• Task to carry out: Transcribe the records word for word, beginning with the first line and ending with the line that contains "rough mask: <svg"; include nothing else.

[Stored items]
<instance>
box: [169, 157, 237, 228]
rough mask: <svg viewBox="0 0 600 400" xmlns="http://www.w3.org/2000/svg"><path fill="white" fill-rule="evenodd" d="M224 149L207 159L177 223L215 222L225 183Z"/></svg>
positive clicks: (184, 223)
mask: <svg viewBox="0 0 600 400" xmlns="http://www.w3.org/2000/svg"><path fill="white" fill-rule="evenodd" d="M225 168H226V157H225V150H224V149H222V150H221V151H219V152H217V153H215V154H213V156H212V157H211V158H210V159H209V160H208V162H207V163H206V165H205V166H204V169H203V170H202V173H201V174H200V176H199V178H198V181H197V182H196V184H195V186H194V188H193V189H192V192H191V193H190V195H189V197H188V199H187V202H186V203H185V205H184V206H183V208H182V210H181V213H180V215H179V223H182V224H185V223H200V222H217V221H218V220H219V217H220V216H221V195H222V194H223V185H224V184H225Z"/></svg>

• Result of the exercise:
<instance>
box: [169, 157, 237, 228]
rough mask: <svg viewBox="0 0 600 400" xmlns="http://www.w3.org/2000/svg"><path fill="white" fill-rule="evenodd" d="M224 149L207 159L177 223L215 222L225 183Z"/></svg>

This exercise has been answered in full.